Would you copy each line of the data below that has "rings"?

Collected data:
◆ ◆ ◆ ◆ ◆ ◆ ◆

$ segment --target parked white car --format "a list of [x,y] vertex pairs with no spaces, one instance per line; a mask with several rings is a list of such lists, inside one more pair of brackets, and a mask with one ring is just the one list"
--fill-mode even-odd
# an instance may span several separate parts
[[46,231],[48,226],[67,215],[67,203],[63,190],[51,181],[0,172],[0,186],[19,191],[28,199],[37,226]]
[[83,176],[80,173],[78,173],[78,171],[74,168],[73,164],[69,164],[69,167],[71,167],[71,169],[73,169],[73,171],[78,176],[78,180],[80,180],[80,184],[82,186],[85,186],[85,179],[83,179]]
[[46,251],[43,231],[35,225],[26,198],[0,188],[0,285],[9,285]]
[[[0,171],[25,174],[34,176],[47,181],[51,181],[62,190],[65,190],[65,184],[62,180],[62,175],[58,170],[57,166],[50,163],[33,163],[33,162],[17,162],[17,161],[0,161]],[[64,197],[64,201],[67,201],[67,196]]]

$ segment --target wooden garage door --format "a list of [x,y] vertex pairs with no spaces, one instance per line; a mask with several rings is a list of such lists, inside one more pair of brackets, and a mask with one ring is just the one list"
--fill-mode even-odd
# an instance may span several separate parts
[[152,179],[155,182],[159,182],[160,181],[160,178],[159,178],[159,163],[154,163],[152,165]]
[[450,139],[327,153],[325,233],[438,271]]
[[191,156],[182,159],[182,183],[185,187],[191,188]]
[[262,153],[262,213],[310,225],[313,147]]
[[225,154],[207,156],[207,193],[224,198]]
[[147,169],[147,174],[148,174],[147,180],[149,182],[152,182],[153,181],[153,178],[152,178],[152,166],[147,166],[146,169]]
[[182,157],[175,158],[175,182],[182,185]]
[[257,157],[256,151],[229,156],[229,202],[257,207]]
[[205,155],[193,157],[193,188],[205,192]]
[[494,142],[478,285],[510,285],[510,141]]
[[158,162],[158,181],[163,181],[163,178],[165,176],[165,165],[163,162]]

◆ ◆ ◆ ◆ ◆ ◆ ◆

§ **Output of the task**:
$ segment --target parked white car --format "a list of [x,y] vertex pairs with no spaces, one instance per line; a mask with several rings is a list of such lists, inside one more pair of brackets, and a mask with one ring is just the one list"
$ segment --target wooden garage door --format "a list of [x,y] vertex pairs with no spaces, one instance per line; a mask with several rings is a list of such lists, inside one more pair of brackets, and a mask with one ring is just the one list"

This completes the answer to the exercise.